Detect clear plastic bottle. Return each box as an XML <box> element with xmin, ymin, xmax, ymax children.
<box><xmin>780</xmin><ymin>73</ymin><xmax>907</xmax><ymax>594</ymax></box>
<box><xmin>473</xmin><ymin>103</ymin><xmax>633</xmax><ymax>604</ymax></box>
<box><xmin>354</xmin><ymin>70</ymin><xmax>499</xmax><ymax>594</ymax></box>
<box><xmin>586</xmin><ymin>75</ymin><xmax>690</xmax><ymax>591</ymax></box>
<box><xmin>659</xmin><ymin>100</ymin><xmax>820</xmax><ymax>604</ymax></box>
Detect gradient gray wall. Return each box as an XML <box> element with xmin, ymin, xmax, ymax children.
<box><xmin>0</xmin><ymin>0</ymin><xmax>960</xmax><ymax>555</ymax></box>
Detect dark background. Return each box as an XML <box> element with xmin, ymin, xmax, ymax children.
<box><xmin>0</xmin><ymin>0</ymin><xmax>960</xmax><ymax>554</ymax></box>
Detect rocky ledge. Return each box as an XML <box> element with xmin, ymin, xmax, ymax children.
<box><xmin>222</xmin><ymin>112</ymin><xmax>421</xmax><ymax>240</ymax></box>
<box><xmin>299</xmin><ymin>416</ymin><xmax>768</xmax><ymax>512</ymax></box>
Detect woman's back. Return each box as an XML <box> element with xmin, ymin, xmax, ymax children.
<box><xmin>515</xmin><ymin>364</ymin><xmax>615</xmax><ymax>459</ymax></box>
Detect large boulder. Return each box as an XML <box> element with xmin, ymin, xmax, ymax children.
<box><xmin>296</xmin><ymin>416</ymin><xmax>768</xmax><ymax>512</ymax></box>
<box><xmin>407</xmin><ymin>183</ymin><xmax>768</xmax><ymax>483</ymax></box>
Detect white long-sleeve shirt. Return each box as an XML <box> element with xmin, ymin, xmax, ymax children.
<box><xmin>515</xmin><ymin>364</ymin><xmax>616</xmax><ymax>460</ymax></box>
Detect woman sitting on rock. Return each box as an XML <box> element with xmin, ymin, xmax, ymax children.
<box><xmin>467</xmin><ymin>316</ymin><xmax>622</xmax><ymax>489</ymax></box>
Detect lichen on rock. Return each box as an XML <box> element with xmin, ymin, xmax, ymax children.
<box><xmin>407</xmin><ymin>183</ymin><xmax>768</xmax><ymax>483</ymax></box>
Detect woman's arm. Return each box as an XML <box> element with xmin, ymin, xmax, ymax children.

WRITTEN INSTRUCTION
Restate the data above word for word.

TASK ANSWER
Detect clear plastic bottle. Return each box as an XML <box> element with xmin, ymin, xmax, ymax children.
<box><xmin>780</xmin><ymin>73</ymin><xmax>907</xmax><ymax>594</ymax></box>
<box><xmin>473</xmin><ymin>103</ymin><xmax>633</xmax><ymax>604</ymax></box>
<box><xmin>354</xmin><ymin>70</ymin><xmax>499</xmax><ymax>594</ymax></box>
<box><xmin>586</xmin><ymin>75</ymin><xmax>690</xmax><ymax>591</ymax></box>
<box><xmin>659</xmin><ymin>100</ymin><xmax>820</xmax><ymax>604</ymax></box>
Detect gradient gray wall. Return each box as an XML <box> element with xmin, ymin, xmax, ymax children.
<box><xmin>0</xmin><ymin>0</ymin><xmax>960</xmax><ymax>555</ymax></box>
Detect dark background. Return each box as an XML <box> element with xmin, ymin, xmax, ymax children.
<box><xmin>0</xmin><ymin>0</ymin><xmax>960</xmax><ymax>554</ymax></box>
Detect rocky ledge. Return each box as an XML <box> element with xmin, ymin, xmax, ymax children.
<box><xmin>222</xmin><ymin>112</ymin><xmax>421</xmax><ymax>240</ymax></box>
<box><xmin>299</xmin><ymin>416</ymin><xmax>768</xmax><ymax>512</ymax></box>
Detect woman's back. Return each box as an XML <box> element with xmin, ymin, xmax, ymax children.
<box><xmin>515</xmin><ymin>364</ymin><xmax>615</xmax><ymax>459</ymax></box>
Detect large boulder. Return each box as an XML <box> element with xmin, ymin, xmax, ymax children.
<box><xmin>296</xmin><ymin>416</ymin><xmax>768</xmax><ymax>512</ymax></box>
<box><xmin>407</xmin><ymin>183</ymin><xmax>768</xmax><ymax>483</ymax></box>
Detect white long-sleeve shirt. Return each box as an XML <box> element with xmin, ymin, xmax, ymax children.
<box><xmin>515</xmin><ymin>364</ymin><xmax>616</xmax><ymax>460</ymax></box>
Detect woman sitting on rock. Return each box as an XML <box> element with xmin, ymin, xmax, ymax children.
<box><xmin>467</xmin><ymin>316</ymin><xmax>622</xmax><ymax>489</ymax></box>
Detect lichen on rock. Return each box as an XML <box> element with xmin, ymin, xmax, ymax children.
<box><xmin>407</xmin><ymin>183</ymin><xmax>768</xmax><ymax>483</ymax></box>
Detect woman's arm. Return each box as an XML <box> element with xmin, ymin, xmax, ymax children.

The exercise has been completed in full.